#### Available data

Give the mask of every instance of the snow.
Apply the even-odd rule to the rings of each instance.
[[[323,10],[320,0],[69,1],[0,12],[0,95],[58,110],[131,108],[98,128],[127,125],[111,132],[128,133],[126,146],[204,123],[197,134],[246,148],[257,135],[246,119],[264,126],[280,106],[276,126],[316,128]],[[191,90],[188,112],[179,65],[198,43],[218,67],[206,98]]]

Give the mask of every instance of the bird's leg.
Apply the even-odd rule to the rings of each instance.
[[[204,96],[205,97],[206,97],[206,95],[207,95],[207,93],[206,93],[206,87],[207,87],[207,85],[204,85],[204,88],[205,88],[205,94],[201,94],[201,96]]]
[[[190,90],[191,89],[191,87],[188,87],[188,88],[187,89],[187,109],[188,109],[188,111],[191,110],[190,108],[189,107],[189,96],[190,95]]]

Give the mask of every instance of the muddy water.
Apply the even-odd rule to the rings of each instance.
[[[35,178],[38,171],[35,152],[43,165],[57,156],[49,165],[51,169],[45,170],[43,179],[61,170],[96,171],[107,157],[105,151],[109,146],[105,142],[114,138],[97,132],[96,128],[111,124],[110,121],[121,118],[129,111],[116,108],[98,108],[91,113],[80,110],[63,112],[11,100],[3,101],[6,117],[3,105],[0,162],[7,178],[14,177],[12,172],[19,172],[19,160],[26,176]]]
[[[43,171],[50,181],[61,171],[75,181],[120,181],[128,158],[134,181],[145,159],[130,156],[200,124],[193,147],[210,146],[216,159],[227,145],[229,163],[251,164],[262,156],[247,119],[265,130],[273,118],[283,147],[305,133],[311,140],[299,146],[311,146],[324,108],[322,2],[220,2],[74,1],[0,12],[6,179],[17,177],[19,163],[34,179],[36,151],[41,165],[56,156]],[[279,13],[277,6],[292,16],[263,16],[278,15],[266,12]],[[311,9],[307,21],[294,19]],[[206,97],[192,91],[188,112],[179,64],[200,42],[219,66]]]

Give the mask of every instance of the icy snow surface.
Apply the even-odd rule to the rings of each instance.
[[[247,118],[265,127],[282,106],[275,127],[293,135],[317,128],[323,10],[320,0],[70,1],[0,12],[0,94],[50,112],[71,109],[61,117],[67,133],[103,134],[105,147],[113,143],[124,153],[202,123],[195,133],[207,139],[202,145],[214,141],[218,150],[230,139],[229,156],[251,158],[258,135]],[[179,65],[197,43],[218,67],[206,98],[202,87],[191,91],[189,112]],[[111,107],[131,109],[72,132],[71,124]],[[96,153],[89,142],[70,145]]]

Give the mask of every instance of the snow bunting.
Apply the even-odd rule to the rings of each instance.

########

▸ **Exercise directions**
Copy out everything from the line containing "Give the mask of every instance of the icy" down to the end of the data.

▸ **Output**
Give the mask of every instance of the icy snow surface.
Apply the even-odd rule to the rings of each instance.
[[[247,118],[265,127],[282,106],[275,127],[293,135],[317,128],[323,10],[320,0],[70,1],[0,12],[0,94],[50,112],[71,109],[61,117],[67,133],[103,134],[105,147],[113,143],[124,153],[202,123],[195,133],[207,139],[202,145],[214,141],[218,150],[230,139],[229,156],[251,158],[258,135]],[[179,65],[197,43],[218,67],[206,98],[202,87],[191,91],[189,112]],[[111,107],[131,109],[72,132],[71,124]],[[96,153],[89,142],[70,145]]]

Give the mask of every instance of the snow bunting.
Apply the even-odd rule to the rings of each instance.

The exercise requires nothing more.